> **WHAT IS EXPECTED**:
A verbatim copy of all entries is the expected output.

Recorded data
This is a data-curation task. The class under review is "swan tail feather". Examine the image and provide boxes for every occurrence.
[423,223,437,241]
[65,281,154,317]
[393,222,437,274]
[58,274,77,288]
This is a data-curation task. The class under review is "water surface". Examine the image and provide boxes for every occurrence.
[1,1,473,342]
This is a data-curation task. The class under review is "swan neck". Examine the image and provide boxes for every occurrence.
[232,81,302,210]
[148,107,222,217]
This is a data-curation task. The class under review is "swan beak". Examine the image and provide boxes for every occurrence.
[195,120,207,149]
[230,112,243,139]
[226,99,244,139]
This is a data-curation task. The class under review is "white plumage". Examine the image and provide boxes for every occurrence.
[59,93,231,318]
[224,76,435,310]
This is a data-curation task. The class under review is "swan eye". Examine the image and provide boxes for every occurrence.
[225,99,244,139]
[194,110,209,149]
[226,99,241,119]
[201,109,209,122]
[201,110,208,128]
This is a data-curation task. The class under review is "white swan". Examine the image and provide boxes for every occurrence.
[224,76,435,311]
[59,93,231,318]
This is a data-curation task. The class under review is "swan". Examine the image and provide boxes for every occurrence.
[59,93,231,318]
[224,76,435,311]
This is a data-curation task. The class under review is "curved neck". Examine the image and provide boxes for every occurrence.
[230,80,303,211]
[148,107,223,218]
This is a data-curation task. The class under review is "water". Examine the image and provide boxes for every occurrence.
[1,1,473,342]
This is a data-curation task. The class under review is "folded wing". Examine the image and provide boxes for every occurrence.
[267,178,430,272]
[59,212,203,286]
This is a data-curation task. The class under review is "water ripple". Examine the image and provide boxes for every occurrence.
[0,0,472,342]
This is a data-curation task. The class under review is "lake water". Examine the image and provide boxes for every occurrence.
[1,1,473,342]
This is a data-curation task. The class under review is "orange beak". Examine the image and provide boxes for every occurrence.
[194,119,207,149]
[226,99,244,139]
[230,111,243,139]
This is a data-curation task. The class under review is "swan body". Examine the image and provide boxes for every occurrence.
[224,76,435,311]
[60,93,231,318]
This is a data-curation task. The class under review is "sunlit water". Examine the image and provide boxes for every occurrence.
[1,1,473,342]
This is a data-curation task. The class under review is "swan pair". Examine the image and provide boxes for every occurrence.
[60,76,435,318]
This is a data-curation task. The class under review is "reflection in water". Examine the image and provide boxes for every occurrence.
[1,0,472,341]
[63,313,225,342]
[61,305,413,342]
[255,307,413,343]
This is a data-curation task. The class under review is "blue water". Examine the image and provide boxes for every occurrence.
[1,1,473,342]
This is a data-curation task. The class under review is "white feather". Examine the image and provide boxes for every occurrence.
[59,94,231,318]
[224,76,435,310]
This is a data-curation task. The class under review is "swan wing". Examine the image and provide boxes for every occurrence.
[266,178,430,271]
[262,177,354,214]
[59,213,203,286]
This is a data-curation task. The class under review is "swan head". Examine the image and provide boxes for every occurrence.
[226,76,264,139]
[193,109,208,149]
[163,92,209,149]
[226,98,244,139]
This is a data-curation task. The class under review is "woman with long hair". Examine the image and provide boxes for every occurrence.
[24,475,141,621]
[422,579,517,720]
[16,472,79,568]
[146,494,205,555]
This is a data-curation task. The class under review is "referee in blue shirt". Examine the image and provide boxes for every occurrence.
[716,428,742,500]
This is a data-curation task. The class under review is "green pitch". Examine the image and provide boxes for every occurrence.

> **REPLY**:
This is a data-curation task. The class under review is "swan tail feather". Examine the image and provide boxes for every occurrence.
[423,223,437,241]
[65,281,154,317]
[393,222,437,274]
[58,274,77,288]
This is a data-curation task. The class under review is "water surface". Examine the image and provide boxes for every occurrence.
[1,1,473,342]
This is a data-curation task. The class under review is "swan neck". Examine the image and provide boxes for every occurrence.
[232,81,302,210]
[148,107,222,217]
This is a data-curation task. The class under review is "swan beak". Examine the image and provide boxes for every occurrence.
[195,120,207,149]
[230,112,243,139]
[226,99,244,139]
This is a data-curation task. The class under review is "white plumage". Examine the image and provide boxes for every occurrence.
[59,93,231,318]
[224,76,435,310]
This is a data-curation task. The class under review is "swan eye". Examine the image and provide boxes for every occurrence.
[225,99,244,139]
[194,110,209,149]
[226,99,241,119]
[201,109,209,122]
[201,110,208,128]
This is a data-curation task. The class under review is "white swan". Examine the image and provide boxes for every occurrence.
[224,76,435,311]
[59,93,231,318]
This is a data-curation task. The class under review is "swan". Examine the image and provide boxes for every occurrence.
[59,93,231,318]
[224,76,435,311]
This is a data-curation task. The class under review is "curved neck". Examine the image and provide boxes for every occurrence.
[230,80,303,211]
[148,107,223,218]
This is a data-curation task. The class under review is "water". Examine the image and provide boxes for every occurrence.
[1,1,473,342]
This is a data-curation task. The class under review is "folded wing". Examine the image and provide boxes for every occurrence.
[267,178,430,272]
[59,212,203,286]
This is a data-curation task. The class under review is "water ripple". Examine the image and provide boxes for every occurrence.
[0,0,472,342]
This is a data-curation task. The class under review is "lake water". Examine the image and provide boxes for every occurrence.
[1,1,473,342]
This is a data-curation task. The class under review is "orange beak". Examine the image and provide boxes for every occurrence.
[194,119,207,149]
[226,99,244,139]
[230,111,243,139]
This is a data-curation task. The class under review is "swan body". Examine the image and provide boxes for every occurrence.
[224,76,435,311]
[60,93,231,318]
This is a data-curation task. The class under review is "sunlit water". Examine the image and provide boxes for every occurrence.
[1,1,473,342]
This is a data-curation task. The class under review is "swan pair". Examine the image and provide boxes for every occurrence.
[60,76,435,318]
This is a data-curation task. The class under review is "reflection in water". Examine the image and provide boxes for every occurrence.
[1,0,472,341]
[63,313,225,342]
[61,305,413,342]
[255,307,413,343]
This is a data-curation task. The class under review is "blue water". Examine the image and provide boxes for every occurrence.
[1,1,473,342]
This is a data-curation task. The class under review is "white feather". Examine the image and provide boxes for every occurrence.
[59,94,231,318]
[224,76,435,310]
This is a data-curation task. The class under review is "swan wing". Examine the image and provide boxes for every occurrence.
[266,178,430,271]
[262,177,354,214]
[59,213,203,286]
This is a data-curation task. The class under review is "swan head". Examine the image and provide boxes for every occurrence.
[226,76,264,139]
[193,109,208,149]
[163,92,209,149]
[226,98,244,139]
This is a data-curation task. The class under review is "woman with long hair". Examine the image and provide boxes for every occurrence.
[24,475,141,621]
[422,579,517,720]
[16,472,79,568]
[146,494,205,555]
This is a data-curation task. The class under review is "referee in blue shirt". Examine the image and provide boxes for every occurrence.
[716,428,742,500]
This is a data-curation task. The class under review is "green pitch". Examine the image and provide boxes for every occurrence.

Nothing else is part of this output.